## begin
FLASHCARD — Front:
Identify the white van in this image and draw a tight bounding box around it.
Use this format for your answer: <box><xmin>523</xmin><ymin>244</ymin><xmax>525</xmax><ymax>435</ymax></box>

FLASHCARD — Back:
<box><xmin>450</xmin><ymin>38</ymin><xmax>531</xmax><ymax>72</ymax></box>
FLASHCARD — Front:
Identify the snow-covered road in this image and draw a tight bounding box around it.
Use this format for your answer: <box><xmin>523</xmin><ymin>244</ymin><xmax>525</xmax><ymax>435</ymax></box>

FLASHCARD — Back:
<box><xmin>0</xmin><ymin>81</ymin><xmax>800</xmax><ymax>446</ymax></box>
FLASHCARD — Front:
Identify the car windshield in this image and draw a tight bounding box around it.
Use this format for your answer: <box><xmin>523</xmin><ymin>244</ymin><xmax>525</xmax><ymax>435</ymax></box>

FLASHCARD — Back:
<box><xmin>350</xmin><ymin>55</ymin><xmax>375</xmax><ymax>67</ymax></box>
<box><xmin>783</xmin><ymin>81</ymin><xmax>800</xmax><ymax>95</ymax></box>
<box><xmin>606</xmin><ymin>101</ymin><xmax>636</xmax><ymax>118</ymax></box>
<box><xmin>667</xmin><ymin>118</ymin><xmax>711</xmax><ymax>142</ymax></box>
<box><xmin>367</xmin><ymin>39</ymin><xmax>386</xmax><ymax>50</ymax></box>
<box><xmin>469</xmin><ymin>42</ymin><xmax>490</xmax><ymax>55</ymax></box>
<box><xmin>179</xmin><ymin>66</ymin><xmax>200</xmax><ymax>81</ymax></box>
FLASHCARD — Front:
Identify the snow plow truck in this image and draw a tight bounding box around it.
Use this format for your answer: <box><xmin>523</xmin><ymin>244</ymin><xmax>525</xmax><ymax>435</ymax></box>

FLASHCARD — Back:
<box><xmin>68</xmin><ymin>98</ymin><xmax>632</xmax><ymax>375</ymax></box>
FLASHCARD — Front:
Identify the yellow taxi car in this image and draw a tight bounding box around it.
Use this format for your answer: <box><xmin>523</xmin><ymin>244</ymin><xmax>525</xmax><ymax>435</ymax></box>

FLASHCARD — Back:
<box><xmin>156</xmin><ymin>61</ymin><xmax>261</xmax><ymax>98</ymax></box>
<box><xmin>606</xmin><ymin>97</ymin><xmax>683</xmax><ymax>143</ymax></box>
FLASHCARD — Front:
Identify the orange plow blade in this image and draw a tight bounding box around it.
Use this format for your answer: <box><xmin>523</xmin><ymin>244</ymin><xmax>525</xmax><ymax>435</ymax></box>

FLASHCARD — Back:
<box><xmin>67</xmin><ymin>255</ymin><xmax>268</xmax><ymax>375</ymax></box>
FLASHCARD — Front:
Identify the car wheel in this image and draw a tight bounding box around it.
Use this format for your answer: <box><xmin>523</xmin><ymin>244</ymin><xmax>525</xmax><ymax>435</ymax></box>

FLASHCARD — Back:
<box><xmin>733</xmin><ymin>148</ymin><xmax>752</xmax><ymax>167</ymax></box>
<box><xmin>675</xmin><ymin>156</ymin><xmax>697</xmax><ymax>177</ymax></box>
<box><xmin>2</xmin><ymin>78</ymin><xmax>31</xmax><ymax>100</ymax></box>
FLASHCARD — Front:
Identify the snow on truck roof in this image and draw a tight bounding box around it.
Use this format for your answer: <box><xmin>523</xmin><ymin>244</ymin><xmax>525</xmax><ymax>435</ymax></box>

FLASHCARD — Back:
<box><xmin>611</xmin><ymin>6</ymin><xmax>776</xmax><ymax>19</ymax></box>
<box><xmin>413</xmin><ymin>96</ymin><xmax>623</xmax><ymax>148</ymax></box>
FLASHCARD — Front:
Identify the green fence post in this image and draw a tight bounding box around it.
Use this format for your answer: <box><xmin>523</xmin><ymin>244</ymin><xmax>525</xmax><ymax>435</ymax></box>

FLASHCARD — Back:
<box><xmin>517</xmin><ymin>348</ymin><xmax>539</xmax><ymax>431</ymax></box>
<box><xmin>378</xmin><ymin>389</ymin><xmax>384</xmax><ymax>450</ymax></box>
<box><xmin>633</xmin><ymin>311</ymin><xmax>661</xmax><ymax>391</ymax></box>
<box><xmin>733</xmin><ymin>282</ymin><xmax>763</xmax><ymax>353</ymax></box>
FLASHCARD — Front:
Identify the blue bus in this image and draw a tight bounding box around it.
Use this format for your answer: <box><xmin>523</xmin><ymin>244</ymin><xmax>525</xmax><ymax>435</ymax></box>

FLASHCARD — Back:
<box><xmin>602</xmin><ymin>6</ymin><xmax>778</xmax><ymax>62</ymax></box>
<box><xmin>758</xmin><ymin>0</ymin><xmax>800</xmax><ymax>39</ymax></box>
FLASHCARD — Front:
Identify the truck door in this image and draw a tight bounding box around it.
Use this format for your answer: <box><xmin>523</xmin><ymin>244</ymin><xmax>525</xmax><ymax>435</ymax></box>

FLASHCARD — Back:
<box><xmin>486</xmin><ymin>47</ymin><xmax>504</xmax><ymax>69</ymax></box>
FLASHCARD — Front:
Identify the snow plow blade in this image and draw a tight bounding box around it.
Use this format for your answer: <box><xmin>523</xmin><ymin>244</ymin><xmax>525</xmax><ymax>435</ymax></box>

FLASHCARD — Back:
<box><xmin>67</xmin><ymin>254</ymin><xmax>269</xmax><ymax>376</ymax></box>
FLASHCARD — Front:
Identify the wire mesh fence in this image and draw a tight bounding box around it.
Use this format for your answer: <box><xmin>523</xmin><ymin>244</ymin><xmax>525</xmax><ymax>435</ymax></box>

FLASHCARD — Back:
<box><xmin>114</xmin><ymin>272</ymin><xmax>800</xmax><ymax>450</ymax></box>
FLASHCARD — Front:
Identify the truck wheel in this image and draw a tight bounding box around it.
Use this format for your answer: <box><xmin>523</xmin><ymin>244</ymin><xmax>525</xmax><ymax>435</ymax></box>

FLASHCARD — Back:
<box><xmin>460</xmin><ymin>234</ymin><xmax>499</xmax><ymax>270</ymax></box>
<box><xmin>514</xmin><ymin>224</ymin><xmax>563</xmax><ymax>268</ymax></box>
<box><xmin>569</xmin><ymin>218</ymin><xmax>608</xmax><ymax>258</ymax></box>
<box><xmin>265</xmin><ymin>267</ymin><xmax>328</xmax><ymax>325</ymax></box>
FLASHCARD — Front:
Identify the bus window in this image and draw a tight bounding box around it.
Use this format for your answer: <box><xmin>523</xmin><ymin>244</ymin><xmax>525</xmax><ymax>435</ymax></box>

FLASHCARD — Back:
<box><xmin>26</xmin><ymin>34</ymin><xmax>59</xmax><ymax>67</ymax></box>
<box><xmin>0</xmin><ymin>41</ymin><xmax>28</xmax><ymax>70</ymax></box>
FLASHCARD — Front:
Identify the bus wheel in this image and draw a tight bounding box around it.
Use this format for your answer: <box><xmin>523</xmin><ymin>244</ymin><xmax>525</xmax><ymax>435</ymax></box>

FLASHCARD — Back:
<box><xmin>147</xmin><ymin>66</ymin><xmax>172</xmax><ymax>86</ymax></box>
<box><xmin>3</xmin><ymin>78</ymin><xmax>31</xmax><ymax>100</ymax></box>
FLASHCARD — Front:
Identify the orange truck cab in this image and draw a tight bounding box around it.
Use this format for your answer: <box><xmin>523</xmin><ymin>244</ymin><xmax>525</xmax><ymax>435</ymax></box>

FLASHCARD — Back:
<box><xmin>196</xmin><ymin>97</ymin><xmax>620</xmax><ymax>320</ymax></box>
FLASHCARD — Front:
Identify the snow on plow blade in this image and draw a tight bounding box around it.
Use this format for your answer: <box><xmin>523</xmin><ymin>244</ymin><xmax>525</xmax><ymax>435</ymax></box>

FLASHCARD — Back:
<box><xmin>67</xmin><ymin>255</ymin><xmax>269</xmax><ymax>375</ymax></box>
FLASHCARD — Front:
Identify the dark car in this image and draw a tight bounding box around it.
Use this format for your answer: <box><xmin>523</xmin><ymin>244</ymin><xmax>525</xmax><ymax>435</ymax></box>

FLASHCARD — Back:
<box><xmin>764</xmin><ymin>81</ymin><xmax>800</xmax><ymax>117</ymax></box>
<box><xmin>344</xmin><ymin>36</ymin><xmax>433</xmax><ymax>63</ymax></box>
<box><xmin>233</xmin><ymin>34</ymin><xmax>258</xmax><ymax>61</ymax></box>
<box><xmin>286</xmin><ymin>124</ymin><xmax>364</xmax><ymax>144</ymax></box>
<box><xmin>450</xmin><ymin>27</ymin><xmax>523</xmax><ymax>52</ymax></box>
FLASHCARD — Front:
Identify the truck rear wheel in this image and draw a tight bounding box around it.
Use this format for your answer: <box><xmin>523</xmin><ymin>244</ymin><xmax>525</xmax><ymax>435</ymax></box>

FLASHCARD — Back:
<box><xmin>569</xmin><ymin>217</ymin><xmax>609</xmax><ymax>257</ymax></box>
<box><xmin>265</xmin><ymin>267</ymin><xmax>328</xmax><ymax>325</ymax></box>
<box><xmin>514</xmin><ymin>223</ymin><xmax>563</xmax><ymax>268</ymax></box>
## end
§ **What the exercise asks**
How many lines of the material above contain the string "truck", matching case exactly? Reply with only the number.

§ **Answer in full**
6